▶ [REQUIREMENTS]
Rescale the stretch from the line containing "of the overcast" through the end of the records below, giving every line again with the requests included. Multiply each coordinate in the answers by 2.6, and round each result to a whole number, with halves rounded up.

▼

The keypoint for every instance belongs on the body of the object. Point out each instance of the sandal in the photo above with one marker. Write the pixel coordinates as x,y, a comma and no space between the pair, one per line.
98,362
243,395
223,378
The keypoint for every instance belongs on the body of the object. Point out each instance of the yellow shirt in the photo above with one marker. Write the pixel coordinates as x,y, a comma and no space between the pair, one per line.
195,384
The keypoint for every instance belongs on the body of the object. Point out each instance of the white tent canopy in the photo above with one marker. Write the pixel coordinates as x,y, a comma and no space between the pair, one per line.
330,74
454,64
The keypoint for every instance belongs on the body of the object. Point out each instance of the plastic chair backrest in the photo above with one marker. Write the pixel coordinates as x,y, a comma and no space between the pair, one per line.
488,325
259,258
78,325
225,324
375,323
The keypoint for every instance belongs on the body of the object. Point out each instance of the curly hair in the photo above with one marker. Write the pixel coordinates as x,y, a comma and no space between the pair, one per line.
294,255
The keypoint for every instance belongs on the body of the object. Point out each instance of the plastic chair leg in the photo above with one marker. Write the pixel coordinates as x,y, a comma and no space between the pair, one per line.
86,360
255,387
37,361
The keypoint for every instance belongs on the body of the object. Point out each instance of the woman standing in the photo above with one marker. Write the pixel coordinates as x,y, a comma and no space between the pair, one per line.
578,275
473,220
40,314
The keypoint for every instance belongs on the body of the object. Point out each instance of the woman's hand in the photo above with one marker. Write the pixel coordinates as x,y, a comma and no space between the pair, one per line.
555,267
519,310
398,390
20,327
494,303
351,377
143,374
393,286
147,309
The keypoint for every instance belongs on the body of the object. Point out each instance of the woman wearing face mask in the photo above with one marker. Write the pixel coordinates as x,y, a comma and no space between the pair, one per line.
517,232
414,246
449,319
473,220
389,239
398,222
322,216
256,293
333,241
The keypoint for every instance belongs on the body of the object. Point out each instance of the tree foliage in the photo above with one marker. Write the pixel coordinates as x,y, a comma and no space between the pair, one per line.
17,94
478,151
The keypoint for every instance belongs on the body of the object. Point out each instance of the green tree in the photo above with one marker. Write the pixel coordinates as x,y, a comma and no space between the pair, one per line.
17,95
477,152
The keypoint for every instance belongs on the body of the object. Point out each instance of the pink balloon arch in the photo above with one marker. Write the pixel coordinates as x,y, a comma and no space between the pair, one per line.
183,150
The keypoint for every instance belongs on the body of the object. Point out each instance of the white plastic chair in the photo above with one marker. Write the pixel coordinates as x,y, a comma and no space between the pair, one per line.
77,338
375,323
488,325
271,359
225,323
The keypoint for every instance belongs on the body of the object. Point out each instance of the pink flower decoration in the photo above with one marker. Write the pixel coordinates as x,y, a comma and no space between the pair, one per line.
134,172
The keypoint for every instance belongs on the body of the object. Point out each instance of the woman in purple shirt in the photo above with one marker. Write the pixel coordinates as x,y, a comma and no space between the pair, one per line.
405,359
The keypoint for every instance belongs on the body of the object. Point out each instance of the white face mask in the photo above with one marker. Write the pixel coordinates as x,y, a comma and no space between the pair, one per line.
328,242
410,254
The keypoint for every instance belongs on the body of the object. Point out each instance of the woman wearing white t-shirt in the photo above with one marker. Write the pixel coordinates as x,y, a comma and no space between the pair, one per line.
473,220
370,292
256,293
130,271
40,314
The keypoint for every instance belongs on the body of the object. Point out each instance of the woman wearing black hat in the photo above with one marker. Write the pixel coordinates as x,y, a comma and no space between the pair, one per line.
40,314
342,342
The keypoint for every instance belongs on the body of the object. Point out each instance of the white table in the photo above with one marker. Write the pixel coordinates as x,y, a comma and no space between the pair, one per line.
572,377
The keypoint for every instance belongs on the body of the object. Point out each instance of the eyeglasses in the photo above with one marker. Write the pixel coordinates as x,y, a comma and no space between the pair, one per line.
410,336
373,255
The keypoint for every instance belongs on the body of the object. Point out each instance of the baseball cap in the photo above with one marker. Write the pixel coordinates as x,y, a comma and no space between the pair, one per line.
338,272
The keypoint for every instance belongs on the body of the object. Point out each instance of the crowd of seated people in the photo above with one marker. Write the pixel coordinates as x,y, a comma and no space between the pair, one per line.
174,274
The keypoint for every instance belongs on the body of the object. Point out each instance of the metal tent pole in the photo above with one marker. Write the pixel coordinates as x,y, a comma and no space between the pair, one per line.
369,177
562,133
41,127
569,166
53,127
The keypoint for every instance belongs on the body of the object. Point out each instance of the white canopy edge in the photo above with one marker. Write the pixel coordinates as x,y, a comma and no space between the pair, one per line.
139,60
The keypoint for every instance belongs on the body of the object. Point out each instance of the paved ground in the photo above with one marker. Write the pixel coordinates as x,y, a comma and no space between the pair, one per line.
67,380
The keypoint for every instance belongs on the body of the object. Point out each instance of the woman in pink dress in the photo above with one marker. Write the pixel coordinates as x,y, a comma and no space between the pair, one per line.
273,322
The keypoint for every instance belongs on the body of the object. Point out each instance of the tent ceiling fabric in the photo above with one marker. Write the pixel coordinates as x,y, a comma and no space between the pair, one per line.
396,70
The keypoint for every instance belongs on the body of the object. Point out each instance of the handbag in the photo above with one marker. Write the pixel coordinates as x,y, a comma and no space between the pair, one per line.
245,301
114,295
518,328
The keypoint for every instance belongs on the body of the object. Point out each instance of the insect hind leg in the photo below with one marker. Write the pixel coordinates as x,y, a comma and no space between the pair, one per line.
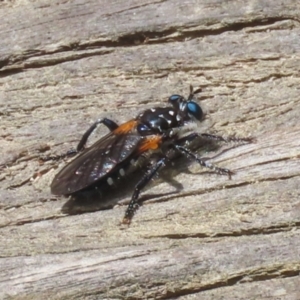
111,125
133,204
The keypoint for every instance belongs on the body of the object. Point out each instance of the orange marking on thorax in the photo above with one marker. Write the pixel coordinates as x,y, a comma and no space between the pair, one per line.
150,143
126,127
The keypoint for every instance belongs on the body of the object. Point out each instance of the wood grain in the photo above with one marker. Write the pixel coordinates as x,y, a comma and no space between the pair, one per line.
63,64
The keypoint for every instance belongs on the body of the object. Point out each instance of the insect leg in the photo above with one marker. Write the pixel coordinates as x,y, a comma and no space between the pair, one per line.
225,139
111,125
133,204
202,162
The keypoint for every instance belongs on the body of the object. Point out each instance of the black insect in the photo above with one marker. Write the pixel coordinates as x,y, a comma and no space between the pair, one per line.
156,130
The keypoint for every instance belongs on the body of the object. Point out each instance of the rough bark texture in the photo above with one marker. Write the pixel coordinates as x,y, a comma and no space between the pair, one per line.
66,63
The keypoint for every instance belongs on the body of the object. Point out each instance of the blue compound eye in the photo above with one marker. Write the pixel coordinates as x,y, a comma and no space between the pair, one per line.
194,110
175,99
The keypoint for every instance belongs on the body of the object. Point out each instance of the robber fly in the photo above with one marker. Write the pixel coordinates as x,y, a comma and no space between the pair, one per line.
154,130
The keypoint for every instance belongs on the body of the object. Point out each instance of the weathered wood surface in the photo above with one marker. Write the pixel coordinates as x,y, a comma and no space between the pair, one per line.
66,63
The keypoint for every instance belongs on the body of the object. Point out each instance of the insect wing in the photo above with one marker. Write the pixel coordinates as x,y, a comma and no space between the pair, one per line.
95,162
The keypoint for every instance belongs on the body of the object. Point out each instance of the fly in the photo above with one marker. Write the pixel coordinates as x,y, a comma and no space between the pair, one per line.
155,130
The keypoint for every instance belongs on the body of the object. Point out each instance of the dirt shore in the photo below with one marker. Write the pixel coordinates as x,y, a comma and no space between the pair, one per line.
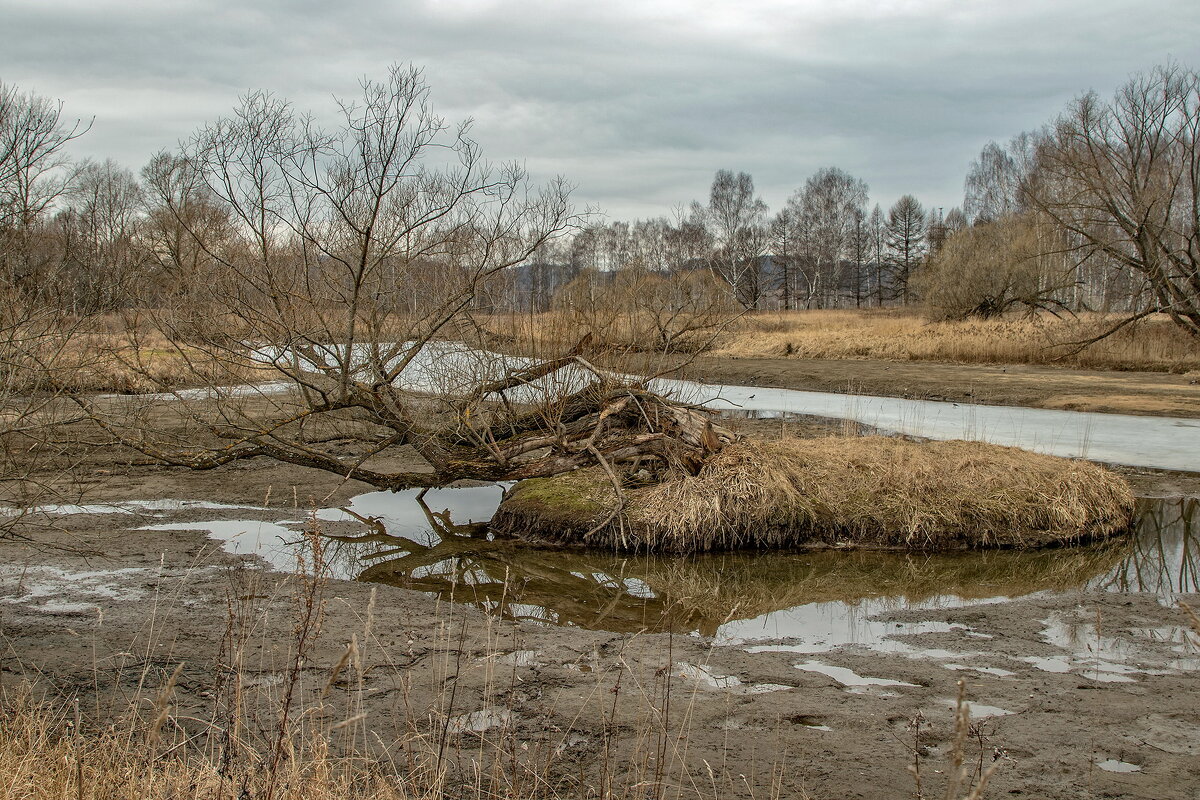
1077,390
120,608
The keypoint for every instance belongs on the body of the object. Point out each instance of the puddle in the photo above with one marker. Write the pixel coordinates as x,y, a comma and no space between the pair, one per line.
517,659
802,602
481,720
155,507
42,585
849,677
454,368
709,679
813,601
706,677
820,627
1116,656
280,546
987,671
978,710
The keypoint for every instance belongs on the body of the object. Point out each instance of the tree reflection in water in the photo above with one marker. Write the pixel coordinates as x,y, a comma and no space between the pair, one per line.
520,581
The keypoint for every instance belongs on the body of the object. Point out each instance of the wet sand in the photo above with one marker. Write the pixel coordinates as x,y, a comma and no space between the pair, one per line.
767,715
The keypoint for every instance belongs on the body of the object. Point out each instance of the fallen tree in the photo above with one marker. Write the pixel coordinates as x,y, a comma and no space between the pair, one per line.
345,272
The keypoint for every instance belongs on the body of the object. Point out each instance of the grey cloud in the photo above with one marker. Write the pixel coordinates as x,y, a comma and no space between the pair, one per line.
636,103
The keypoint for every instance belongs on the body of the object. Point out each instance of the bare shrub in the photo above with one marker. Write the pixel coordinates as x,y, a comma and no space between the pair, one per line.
990,269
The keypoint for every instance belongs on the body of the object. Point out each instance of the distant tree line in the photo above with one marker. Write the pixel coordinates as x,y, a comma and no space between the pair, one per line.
1097,210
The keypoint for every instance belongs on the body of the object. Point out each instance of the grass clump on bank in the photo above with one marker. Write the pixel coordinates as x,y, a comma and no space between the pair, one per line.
833,492
895,335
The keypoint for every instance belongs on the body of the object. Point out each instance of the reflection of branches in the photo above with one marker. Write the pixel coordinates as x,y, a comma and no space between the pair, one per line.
1162,555
515,579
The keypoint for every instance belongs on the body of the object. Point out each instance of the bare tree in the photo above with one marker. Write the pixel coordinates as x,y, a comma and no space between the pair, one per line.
906,244
737,220
1121,178
877,247
993,268
34,332
346,277
994,184
100,227
827,205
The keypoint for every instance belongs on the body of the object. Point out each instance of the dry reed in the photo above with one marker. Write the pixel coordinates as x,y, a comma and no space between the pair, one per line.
1153,344
868,492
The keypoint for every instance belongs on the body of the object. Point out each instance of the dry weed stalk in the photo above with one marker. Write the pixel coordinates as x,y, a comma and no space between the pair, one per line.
1153,344
868,491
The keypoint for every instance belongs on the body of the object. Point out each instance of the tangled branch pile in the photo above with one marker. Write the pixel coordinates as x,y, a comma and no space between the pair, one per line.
865,492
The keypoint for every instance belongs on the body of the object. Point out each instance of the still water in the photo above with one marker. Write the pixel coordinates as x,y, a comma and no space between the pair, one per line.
438,543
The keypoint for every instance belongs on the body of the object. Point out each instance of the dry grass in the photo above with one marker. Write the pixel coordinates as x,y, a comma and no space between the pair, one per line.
1156,344
869,491
43,756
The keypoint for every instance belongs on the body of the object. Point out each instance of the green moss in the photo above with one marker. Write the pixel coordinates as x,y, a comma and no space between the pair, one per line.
571,503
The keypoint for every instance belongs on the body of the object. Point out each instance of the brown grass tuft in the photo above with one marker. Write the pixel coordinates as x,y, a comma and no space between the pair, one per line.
1155,344
864,492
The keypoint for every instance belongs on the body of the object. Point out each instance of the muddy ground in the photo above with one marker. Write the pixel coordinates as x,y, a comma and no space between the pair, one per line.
1077,390
123,605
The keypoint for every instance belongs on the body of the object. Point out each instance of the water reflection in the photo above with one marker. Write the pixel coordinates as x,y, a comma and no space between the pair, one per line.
736,596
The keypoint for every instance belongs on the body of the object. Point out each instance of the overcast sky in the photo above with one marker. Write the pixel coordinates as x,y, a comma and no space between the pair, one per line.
635,102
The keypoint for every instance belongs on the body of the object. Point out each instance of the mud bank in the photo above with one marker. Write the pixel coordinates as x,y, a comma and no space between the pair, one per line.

▲

▶ [ANSWER TO THE PROBLEM]
The keypoint for every instance belongs on the body of the object. Point out each instance of the overcast sky in the photo above with one marker. Write the pixel coordinates as x,y, a comma and no space between the pair, one per line.
1651,265
The keypoint for every instance belongs on the body of the object. Point out each instance of the mud bank in the photo above with one marker. Write the pixel coordinates as x,y, a comma and no space between the pair, one per line.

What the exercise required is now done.